Of particular interest is Albanese’s attention to the hermetic background of Joseph Smith, Brigham Young, and other founding figures of the Church of Jesus Christ of Latter-day Saints. The idea of buried plates of revelation requiring magic to be discovered and understood is derived, she believes, from Native American beliefs, and other key Mormon teachings are heavily indebted to the strains that flowed into the tradition of Hermes, notably the enormous influence of Emanuel Swedenborg, an eighteenth-century Swede of Lutheran background who impressively joined undoubted scientific learning to prodigious flights of metaphysical imagination. Mormon concepts such as the coequality of matter and spirit, the eternal covenant of celestial marriage, and the ultimate destiny of human godhood, she suggests, are all drawn from the fusion of Hermes and Christianity going back to the Italian Renaissance.
There is no doubt, she contends, that Joseph Smith and others in the nineteenth-century religious world of upstate New York were intimately familiar with, and engaged by, this centuries-long history of hermeticism. “Swedenborg, in effect, had articulated in one form or another a number of the major tenets of Mormon theology as Joseph Smith put it forward through his revelations.” Joseph Smith’s heavenly realm “was inhabited by a God suspiciously similar to Swedenborg’s Divine Human and to the Hermetic vision in general.”
Mormonism was of a piece, says Albanese, with other movements that were not so much post-Christian as moving Christianity in strange directions. Universalism, for instance, “evoked the mystical boundary where Christianity touched Hermeticism and where, in its 19th century embodiment, a progressivist Romantic vision came to dominate numbers of American spiritual quests. The God who loved humans and sought to ‘happify’ them was also the God who beckoned along a road to ever-increasing perfection and so ever-greater spiritual power.” A vast and colorful array of inspired leaders played their own riffs on familiar themes, dallying along the way with phrenology, mesmerism, mental telepathy, communications with “the other side,” and utopian socialist experiments. Sometimes the differences were subtle. For example, between Universalists and Unitarians, both now almost institutionally extinct, Universalists “believed that God was too good to damn them forever,” while Unitarians believed that “they were too good to be damned.”
Throw into this extraordinary mix New England Transcendentalism and the inestimable influence of Ralph Waldo Emerson, who had his own version of Joseph Smith’s teaching about human beings meant to be gods. Then there were the Shakers, remembered today mainly for their austere furniture, folk songs, and communal way of life that, not surprisingly, died out as the result of a principled decision not to have children. As a former Shaker sister explained in the 1840s, “The dual God, male and female, called Heavenly Father and Holy Mother Wisdom, Christ being the son and Ann Lee the daughter in the new creation, were to come among us and draw a dividing line between the precious and the vile.” The Shaker experiment, one notes in passing, is today viewed as a precious artifact of a lost past, but key teachings are vibrantly alive in various feminist ideologies that, oddly enough, have forgotten their history and believe they are drawing directly on “pagan” sources of wisdom.

### SOURCE MATERIAL
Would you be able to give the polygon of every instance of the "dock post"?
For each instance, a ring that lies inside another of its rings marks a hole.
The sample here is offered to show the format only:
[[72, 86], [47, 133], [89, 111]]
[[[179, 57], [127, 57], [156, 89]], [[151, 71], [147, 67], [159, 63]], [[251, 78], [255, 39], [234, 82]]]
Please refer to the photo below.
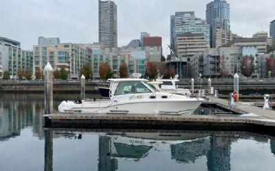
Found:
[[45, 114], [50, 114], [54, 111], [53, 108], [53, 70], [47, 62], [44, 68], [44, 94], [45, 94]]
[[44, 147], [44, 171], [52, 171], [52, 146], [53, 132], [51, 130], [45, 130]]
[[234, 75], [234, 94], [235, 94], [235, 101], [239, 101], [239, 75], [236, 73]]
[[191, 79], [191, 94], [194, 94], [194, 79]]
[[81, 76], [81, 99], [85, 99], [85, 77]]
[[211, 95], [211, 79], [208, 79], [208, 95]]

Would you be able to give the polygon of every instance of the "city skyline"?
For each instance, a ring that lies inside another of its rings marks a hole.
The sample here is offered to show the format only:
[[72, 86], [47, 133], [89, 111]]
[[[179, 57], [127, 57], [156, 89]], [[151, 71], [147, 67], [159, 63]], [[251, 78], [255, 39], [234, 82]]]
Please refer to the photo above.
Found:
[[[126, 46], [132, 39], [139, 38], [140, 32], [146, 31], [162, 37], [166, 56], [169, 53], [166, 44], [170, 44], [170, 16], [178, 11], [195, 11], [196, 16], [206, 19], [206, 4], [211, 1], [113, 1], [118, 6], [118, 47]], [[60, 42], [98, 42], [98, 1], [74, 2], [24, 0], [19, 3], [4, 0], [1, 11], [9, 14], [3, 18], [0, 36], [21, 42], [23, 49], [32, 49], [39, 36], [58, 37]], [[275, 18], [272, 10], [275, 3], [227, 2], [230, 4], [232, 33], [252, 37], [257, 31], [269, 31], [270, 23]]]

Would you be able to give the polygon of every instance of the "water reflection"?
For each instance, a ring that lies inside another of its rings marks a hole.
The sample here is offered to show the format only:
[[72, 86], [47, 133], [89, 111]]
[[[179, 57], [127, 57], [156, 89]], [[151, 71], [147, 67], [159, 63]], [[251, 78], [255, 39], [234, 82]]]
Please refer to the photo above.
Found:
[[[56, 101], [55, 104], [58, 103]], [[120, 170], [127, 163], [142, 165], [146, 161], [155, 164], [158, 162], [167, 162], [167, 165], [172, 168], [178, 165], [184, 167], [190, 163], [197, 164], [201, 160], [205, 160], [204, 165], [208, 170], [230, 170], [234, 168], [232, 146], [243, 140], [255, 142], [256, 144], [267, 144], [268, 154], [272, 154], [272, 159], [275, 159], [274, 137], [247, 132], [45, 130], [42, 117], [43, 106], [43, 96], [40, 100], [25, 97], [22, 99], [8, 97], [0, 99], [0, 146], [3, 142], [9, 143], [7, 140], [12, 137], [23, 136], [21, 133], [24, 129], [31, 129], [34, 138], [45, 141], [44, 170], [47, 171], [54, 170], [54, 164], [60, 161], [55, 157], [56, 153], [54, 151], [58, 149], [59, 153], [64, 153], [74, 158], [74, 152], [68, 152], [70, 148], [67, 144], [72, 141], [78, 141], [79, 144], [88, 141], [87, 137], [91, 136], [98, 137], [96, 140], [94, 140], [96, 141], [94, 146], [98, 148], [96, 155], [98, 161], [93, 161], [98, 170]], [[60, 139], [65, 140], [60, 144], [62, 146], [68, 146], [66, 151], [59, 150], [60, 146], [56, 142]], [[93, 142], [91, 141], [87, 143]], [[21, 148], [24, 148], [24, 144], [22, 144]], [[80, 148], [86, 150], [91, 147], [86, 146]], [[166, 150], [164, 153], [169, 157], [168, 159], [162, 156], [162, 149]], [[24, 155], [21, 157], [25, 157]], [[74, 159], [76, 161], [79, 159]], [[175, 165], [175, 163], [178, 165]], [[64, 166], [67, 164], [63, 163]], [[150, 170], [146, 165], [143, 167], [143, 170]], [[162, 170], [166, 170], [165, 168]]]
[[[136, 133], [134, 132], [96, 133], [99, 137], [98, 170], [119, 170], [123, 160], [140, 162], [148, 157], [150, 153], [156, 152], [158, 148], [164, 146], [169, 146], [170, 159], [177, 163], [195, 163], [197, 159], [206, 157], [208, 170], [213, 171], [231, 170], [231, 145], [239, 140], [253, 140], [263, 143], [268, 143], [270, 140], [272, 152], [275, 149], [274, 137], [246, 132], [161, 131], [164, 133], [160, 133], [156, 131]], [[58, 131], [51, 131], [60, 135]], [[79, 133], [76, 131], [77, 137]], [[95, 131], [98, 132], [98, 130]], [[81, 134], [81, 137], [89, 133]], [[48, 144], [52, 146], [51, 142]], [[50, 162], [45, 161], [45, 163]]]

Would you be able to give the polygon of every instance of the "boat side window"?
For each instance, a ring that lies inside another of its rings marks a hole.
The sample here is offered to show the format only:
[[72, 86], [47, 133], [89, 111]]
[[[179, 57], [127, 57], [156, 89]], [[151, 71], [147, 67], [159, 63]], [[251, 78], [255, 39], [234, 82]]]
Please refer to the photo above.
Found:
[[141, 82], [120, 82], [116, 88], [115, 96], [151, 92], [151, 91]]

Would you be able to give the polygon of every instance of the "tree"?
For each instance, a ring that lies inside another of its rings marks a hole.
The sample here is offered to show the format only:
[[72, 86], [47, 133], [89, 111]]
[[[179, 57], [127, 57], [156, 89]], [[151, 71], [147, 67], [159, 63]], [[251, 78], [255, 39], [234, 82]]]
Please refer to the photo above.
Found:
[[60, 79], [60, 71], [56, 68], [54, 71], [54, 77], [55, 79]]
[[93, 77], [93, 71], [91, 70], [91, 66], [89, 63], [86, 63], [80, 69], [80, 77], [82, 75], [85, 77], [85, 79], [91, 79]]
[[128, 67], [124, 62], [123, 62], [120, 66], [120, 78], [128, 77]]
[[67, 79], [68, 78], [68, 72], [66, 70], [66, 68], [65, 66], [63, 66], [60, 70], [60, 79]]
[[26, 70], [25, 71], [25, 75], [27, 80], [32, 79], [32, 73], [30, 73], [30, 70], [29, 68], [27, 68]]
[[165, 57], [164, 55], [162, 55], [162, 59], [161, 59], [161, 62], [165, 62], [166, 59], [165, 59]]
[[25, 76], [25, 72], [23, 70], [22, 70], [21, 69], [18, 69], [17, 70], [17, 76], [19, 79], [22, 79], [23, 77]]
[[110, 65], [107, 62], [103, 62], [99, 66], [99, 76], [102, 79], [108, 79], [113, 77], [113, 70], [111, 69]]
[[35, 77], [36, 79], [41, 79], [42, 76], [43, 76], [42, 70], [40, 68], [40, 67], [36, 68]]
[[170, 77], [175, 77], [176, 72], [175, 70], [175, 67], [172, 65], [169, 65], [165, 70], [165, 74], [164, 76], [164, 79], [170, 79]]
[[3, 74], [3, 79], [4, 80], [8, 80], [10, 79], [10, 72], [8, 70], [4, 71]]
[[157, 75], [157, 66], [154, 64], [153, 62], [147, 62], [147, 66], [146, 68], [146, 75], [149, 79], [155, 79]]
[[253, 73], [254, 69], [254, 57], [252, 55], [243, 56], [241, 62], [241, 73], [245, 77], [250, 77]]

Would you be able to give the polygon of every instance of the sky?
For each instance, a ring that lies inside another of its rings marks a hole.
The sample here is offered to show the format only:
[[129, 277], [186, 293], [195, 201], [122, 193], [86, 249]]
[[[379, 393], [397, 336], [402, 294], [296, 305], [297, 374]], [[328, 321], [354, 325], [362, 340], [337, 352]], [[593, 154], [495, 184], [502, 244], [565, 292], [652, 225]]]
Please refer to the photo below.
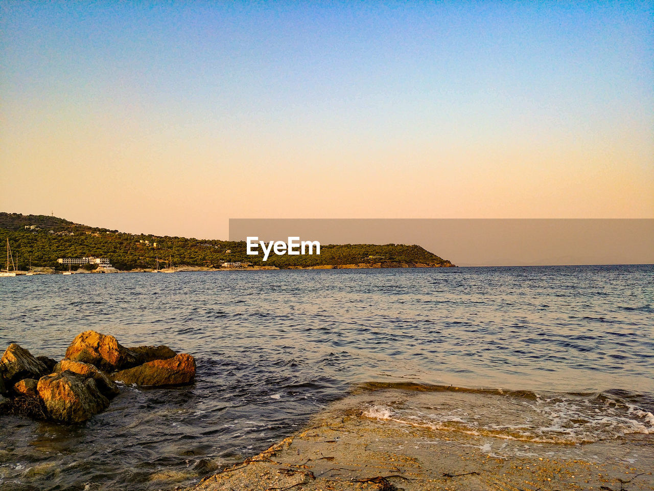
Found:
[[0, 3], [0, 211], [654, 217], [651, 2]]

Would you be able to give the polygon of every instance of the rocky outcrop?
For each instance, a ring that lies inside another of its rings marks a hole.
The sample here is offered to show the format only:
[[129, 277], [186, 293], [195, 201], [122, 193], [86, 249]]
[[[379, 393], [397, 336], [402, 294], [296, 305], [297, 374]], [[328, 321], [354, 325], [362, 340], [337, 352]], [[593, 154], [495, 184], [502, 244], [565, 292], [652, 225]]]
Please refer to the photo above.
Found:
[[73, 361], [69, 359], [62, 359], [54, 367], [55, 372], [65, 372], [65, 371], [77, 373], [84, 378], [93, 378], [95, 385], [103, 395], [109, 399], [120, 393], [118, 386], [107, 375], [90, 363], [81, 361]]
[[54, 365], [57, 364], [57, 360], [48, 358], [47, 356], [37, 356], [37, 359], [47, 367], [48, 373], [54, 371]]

### WHAT THE TASK REQUIRES
Carry the text on Albanese's account of American metaphysical religion forward from its final sentence. The listing has nothing to do with what comes next.

### OUTPUT
Albanese writes that “from its beginning the mass spiritualist movement presents the first major case in which women became acknowledged leaders in a religious milieu. The metaphysical religion of the later 19th century and thereafter would continue to valorize the role of women. Indeed, one reason why American metaphysical religion has been understudied and sometimes flatly disdained by scholars has arguably been its strong female presence and leadership.”
In this connection, Albanese offers an extended and interesting commentary on Mary Baker Eddy and Christian Science. Unlike Madame Blavatsky, Annie Besant, and a host of others who promoted their theosophical turns on occultism, of both the West and the East, Eddy really was a Christian, says Albanese, although of a peculiar kind. “The healing role of the Christian Science practitioner,” writes Albanese, “was meant not so much to provide compassionate care as to demonstrate Truth in an ideal order that reduced the physical to the nothing that it was, an order that proved the claims of the Christian gospel as Eddy herself understood them. Like the utterly sovereign, utterly transcendent God of Calvinism . . . Truth brooked no compromise and demonstrated its reality by vanquishing the appearance of disease and disorder.” Mary Baker Eddy as Calvinist is an idea that charms by its unfamiliarity.
And so the story moves along, including the spiritual narcissism of Thoreau, the East-West mishmash of the gaudy circus that was the 1893 World Parliament of Religions in Chicago, William James and his fascination with séances, Father Divine and his Peace Mission Movement, and the continuing occult exploitation of quantum theory in physics as confirmation of the immateriality of the material. Not to mention the occult dimensions of D.D. Palmer’s founding of modern chiropractic medicine, the appeal of Norman Vincent Peale, and the emergence in recent decades of very old New Age movements with their gurus, such as Shirley MacLaine and Deepak Chopra.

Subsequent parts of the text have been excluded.